TASK TO COMPLETE:
Count the lines in the listing below that contain the word "wheel". Reply with the number alone.

★ ★ ★ ★ ★ ★ ★

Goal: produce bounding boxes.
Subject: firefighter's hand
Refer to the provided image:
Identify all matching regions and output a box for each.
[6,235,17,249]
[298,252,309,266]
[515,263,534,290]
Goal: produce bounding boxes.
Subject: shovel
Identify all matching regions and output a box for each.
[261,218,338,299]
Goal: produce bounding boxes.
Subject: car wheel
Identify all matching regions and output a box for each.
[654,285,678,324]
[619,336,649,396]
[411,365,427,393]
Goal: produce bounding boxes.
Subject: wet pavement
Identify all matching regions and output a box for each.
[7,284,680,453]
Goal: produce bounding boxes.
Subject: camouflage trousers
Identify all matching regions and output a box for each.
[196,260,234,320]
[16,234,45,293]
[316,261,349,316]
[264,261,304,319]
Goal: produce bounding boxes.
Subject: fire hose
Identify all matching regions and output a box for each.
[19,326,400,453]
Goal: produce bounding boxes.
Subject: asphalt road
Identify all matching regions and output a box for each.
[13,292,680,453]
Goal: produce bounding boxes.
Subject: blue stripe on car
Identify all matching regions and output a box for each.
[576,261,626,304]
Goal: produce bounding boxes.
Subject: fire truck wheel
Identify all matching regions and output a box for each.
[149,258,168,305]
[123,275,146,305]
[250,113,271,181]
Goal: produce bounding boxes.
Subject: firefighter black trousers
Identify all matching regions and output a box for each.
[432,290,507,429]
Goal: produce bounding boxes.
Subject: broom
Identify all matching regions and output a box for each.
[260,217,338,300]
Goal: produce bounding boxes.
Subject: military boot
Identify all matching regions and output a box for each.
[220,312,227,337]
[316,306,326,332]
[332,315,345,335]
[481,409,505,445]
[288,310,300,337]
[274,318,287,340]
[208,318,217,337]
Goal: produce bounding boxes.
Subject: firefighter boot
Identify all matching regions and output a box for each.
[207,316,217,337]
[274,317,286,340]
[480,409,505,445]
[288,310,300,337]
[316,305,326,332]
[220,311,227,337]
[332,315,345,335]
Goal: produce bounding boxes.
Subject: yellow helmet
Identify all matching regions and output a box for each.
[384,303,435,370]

★ ★ ★ ★ ★ ★ ★

THE SOLUTION:
2